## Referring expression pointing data
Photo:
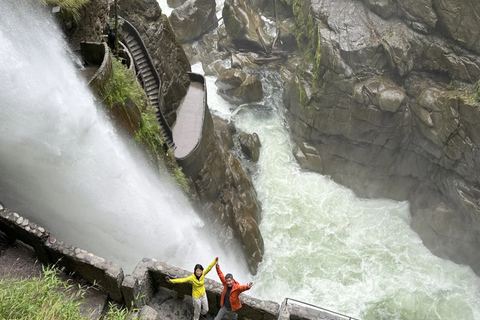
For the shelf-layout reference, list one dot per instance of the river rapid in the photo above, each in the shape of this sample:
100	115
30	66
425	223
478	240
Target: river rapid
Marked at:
327	247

## PROMPT
Every line in the records is to be retyped exactly as it stands; the pictures stay out.

## TASK RESPONSE
Photo:
For the shelf-layout reference, list one dot per instance of the river rapid in the photo above, each in the shape of this sample:
100	115
30	66
425	223
478	240
Target: river rapid
Marked at:
327	247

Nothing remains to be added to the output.